> _Stated task_: Copy the lines of the records below unchanged, beginning with the line that contains "grass --coords pixels" and ending with the line that contains "Segment every instance of the sunlit", both of those lines included.

Dataset records:
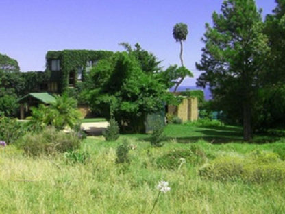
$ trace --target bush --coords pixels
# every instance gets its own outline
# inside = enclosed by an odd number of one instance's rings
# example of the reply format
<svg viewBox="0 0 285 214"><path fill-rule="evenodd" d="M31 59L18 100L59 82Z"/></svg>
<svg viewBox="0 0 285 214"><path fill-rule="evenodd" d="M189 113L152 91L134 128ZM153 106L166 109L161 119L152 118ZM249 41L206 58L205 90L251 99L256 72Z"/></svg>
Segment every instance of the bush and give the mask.
<svg viewBox="0 0 285 214"><path fill-rule="evenodd" d="M283 182L285 162L273 152L256 152L247 156L220 156L199 169L204 178L249 182Z"/></svg>
<svg viewBox="0 0 285 214"><path fill-rule="evenodd" d="M0 140L7 144L13 143L25 135L26 129L16 119L0 117Z"/></svg>
<svg viewBox="0 0 285 214"><path fill-rule="evenodd" d="M85 163L86 160L90 157L90 154L87 152L71 151L64 153L64 157L68 162L71 163Z"/></svg>
<svg viewBox="0 0 285 214"><path fill-rule="evenodd" d="M181 124L182 119L175 115L167 113L166 114L167 123L169 124Z"/></svg>
<svg viewBox="0 0 285 214"><path fill-rule="evenodd" d="M172 119L172 123L173 124L182 124L182 119L177 116L174 116Z"/></svg>
<svg viewBox="0 0 285 214"><path fill-rule="evenodd" d="M66 134L47 127L42 132L27 134L18 145L27 155L53 155L77 149L80 139L76 133Z"/></svg>
<svg viewBox="0 0 285 214"><path fill-rule="evenodd" d="M127 156L127 154L129 151L129 143L125 141L120 145L119 145L116 150L116 163L129 163L129 159Z"/></svg>
<svg viewBox="0 0 285 214"><path fill-rule="evenodd" d="M164 124L160 121L156 121L153 124L153 132L151 137L151 144L153 147L160 147L164 145L162 142L165 139L163 134Z"/></svg>
<svg viewBox="0 0 285 214"><path fill-rule="evenodd" d="M188 150L174 150L156 159L156 164L160 168L177 169L182 160L186 163L193 165L204 163L206 159L203 150L197 145L192 145Z"/></svg>
<svg viewBox="0 0 285 214"><path fill-rule="evenodd" d="M103 136L108 141L116 141L120 136L118 123L114 118L111 118L107 128L103 131Z"/></svg>

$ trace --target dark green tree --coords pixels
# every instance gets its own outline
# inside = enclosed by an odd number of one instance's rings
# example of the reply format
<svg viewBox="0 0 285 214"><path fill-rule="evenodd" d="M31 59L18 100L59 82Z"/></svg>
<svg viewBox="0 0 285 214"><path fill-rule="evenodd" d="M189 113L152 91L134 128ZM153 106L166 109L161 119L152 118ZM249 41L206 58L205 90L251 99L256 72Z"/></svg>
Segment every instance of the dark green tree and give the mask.
<svg viewBox="0 0 285 214"><path fill-rule="evenodd" d="M276 0L276 8L265 20L270 57L266 61L263 88L260 91L257 111L258 129L285 126L285 1Z"/></svg>
<svg viewBox="0 0 285 214"><path fill-rule="evenodd" d="M202 58L196 65L203 73L197 84L209 85L220 109L242 121L249 141L265 70L262 62L269 51L267 38L254 0L227 0L221 10L213 13L213 27L206 25Z"/></svg>
<svg viewBox="0 0 285 214"><path fill-rule="evenodd" d="M113 117L121 131L144 132L147 114L160 110L166 96L165 86L153 75L142 71L134 54L119 52L91 71L93 88L86 96L103 117Z"/></svg>
<svg viewBox="0 0 285 214"><path fill-rule="evenodd" d="M119 45L122 45L129 54L136 58L142 71L151 74L162 71L160 67L161 61L151 53L142 49L138 43L134 45L135 48L132 48L127 43L121 43Z"/></svg>
<svg viewBox="0 0 285 214"><path fill-rule="evenodd" d="M23 80L18 62L0 54L0 112L7 117L16 116L17 95L23 89Z"/></svg>
<svg viewBox="0 0 285 214"><path fill-rule="evenodd" d="M186 24L179 23L177 23L173 30L172 34L173 35L174 39L177 42L179 42L180 43L180 61L181 61L181 67L182 68L175 69L175 78L179 78L179 80L175 82L175 86L174 88L174 92L176 92L179 86L181 84L181 83L184 80L185 77L187 75L193 77L193 75L192 74L191 71L188 70L184 67L184 63L183 61L183 41L185 41L186 40L186 37L188 35L188 27ZM169 68L170 69L172 69L173 68Z"/></svg>

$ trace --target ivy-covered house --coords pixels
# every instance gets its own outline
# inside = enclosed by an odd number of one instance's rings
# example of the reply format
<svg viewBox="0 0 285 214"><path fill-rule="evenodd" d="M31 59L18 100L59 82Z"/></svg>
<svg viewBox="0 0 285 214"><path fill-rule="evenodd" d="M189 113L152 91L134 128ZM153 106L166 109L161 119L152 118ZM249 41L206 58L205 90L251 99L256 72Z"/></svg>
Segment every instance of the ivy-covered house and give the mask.
<svg viewBox="0 0 285 214"><path fill-rule="evenodd" d="M110 57L107 51L63 50L48 51L46 55L46 72L50 75L47 90L61 93L64 89L76 87L84 80L86 73L97 62Z"/></svg>

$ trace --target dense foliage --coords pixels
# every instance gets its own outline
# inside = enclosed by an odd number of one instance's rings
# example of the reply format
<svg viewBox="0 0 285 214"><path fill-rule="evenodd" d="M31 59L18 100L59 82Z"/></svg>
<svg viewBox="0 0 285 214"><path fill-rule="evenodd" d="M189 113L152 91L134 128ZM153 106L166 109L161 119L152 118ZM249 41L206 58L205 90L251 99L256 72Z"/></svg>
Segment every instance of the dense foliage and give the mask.
<svg viewBox="0 0 285 214"><path fill-rule="evenodd" d="M144 72L133 54L116 53L92 70L90 104L104 117L114 117L121 131L145 132L147 114L160 110L167 96L154 75Z"/></svg>
<svg viewBox="0 0 285 214"><path fill-rule="evenodd" d="M114 118L109 121L109 125L106 129L103 131L103 136L106 141L116 141L119 136L119 128L118 123Z"/></svg>
<svg viewBox="0 0 285 214"><path fill-rule="evenodd" d="M79 123L80 112L76 108L76 100L66 95L55 95L55 102L50 106L40 104L32 107L32 116L28 117L29 126L32 130L39 131L51 125L57 130L68 127L75 128Z"/></svg>
<svg viewBox="0 0 285 214"><path fill-rule="evenodd" d="M197 85L209 85L219 108L241 119L244 139L252 137L253 115L269 49L253 0L227 0L206 24Z"/></svg>
<svg viewBox="0 0 285 214"><path fill-rule="evenodd" d="M177 68L177 66L174 66L173 67L170 67L169 69L171 69L171 71L173 75L174 74L175 79L176 80L177 78L178 80L175 82L175 86L174 88L174 92L176 92L179 86L181 84L181 83L183 82L184 78L186 76L193 77L193 75L190 71L184 67L184 63L183 61L183 41L186 40L186 37L188 35L188 27L186 24L184 24L183 23L177 23L174 27L172 32L172 34L173 36L174 39L177 42L179 42L180 43L180 61L181 61L181 67Z"/></svg>
<svg viewBox="0 0 285 214"><path fill-rule="evenodd" d="M82 72L82 80L86 79L88 71L86 67L95 65L99 60L110 57L112 52L107 51L64 50L62 51L48 51L46 55L46 71L51 75L50 81L58 84L58 92L62 93L69 87L70 72L78 76L79 69ZM60 60L60 71L51 71L53 60ZM76 82L75 82L76 84Z"/></svg>
<svg viewBox="0 0 285 214"><path fill-rule="evenodd" d="M75 132L69 134L53 127L47 127L41 132L29 132L17 142L29 156L55 155L72 151L80 145L81 139Z"/></svg>

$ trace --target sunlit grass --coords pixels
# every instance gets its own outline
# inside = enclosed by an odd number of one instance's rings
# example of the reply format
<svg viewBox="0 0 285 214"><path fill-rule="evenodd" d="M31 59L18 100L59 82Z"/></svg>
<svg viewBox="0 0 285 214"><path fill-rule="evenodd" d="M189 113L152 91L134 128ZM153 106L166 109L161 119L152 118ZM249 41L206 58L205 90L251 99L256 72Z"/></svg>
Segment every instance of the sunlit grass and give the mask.
<svg viewBox="0 0 285 214"><path fill-rule="evenodd" d="M175 126L167 128L173 131ZM201 180L201 165L188 163L179 169L158 168L157 158L190 146L179 141L191 137L190 132L182 132L183 136L177 138L175 132L166 132L169 138L160 148L151 147L147 135L123 135L115 142L88 137L80 149L90 154L85 164L70 163L63 155L27 157L12 145L0 148L0 213L149 213L160 180L167 181L171 190L159 197L153 213L282 213L285 210L284 183ZM125 141L136 145L129 152L130 164L116 164L116 148ZM197 143L213 155L271 151L282 143Z"/></svg>

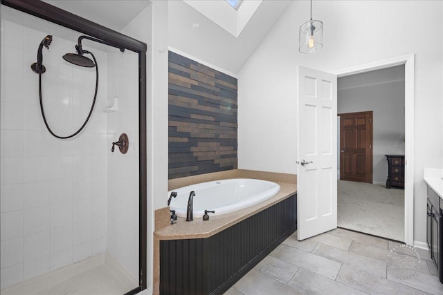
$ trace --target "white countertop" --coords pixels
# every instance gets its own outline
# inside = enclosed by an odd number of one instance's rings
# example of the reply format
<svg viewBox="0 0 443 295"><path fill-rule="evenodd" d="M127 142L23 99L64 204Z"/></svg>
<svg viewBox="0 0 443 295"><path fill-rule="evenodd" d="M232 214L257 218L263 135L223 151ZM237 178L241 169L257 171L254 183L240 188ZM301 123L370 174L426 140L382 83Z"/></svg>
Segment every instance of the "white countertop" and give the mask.
<svg viewBox="0 0 443 295"><path fill-rule="evenodd" d="M443 200L443 169L425 168L424 182Z"/></svg>

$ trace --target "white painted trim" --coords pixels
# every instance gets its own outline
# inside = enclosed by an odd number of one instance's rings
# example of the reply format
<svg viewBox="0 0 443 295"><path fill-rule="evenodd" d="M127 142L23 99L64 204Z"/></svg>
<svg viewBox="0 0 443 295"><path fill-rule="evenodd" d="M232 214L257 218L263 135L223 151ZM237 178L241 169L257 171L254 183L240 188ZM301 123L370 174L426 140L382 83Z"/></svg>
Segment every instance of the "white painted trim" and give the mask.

> _Result of the exercise_:
$ trace --target sunlit grass --coords pixels
# every instance gets its own outline
# inside = enclosed by an odd number of one instance's rings
# example of the reply format
<svg viewBox="0 0 285 214"><path fill-rule="evenodd" d="M31 59L18 100L59 82Z"/></svg>
<svg viewBox="0 0 285 214"><path fill-rule="evenodd" d="M189 113L152 91L134 128ZM153 106L166 109L161 119L152 118ZM249 41L206 58L205 90L251 99L256 72Z"/></svg>
Segment every instance of the sunlit grass and give the mask.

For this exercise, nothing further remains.